#### [TASK TO CARRY OUT]
Reproduce all the data verbatim.

--- START ---

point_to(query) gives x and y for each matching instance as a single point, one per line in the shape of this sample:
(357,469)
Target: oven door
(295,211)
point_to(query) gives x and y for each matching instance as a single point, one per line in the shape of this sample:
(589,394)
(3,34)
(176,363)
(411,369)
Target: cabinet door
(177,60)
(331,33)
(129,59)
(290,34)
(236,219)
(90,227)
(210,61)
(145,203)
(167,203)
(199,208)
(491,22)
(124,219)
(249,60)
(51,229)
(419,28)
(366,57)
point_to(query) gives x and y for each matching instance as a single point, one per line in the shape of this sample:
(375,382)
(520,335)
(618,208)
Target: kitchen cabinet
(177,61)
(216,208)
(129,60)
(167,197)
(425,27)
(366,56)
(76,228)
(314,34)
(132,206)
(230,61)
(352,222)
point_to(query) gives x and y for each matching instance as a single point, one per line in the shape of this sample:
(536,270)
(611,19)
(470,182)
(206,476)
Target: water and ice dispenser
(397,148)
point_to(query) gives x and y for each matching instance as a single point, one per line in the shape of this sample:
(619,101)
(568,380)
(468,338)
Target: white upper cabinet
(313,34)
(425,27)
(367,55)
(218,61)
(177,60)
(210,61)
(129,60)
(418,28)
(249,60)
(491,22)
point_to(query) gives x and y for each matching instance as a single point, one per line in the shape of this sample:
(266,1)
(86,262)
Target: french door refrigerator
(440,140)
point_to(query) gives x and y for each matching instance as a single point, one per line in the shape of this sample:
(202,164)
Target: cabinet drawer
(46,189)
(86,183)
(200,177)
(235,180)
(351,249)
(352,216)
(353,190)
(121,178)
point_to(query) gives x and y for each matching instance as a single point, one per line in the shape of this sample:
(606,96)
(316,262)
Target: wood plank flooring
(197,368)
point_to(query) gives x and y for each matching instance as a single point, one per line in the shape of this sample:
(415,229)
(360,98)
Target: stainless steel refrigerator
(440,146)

--- END ---

#### [ANSWER AREA]
point_to(query) gives x and y for each matching instance as a single point, one per line in the shape of this sample:
(357,469)
Target: oven door
(295,211)
point_to(query) gives x and y for each matching instance as a single point, one per line in the shape of this sample:
(589,394)
(3,34)
(176,363)
(411,369)
Target: cabinet door
(177,60)
(331,33)
(129,59)
(290,34)
(236,219)
(90,227)
(210,61)
(145,203)
(167,203)
(199,208)
(491,22)
(124,219)
(249,60)
(51,229)
(419,28)
(366,57)
point_to(query) gives x and y for each matching instance as a single point, one per line in the shape of this sample:
(375,382)
(520,335)
(618,208)
Target: kitchen cabinet
(177,61)
(216,208)
(129,60)
(167,197)
(425,27)
(366,56)
(76,228)
(314,34)
(132,206)
(230,61)
(352,222)
point_to(query) gives x and y for each matching instance as a single point, one per line in the shape of this sample:
(536,270)
(611,19)
(470,182)
(206,476)
Target: water and ice dispenser
(397,148)
point_to(query) gives x and y for each matching instance as a single point, one per line in the shape of this sample:
(619,101)
(568,380)
(468,338)
Target: white upper cabinet
(313,34)
(425,27)
(367,55)
(218,61)
(177,60)
(210,61)
(129,60)
(418,28)
(249,60)
(491,22)
point_to(query) gives x and y for each matching instance as a single point, one per line in the shape of this sample:
(266,1)
(86,262)
Target: french door refrigerator
(440,140)
point_to(query) gives x and y for each matching instance as a single point, one per line in the shape of this sample:
(202,164)
Target: cabinet drawer
(46,189)
(86,183)
(200,177)
(235,180)
(351,249)
(352,216)
(353,190)
(121,178)
point_to(query) gives x and y for each matching instance as a single point, one per line in the shape of this sample:
(606,96)
(316,262)
Target: wood plank flooring
(197,368)
point_to(query) gives x and y for each matching instance as a single point, one per line in the shape of this sample:
(415,229)
(360,98)
Target: stainless steel refrigerator
(440,146)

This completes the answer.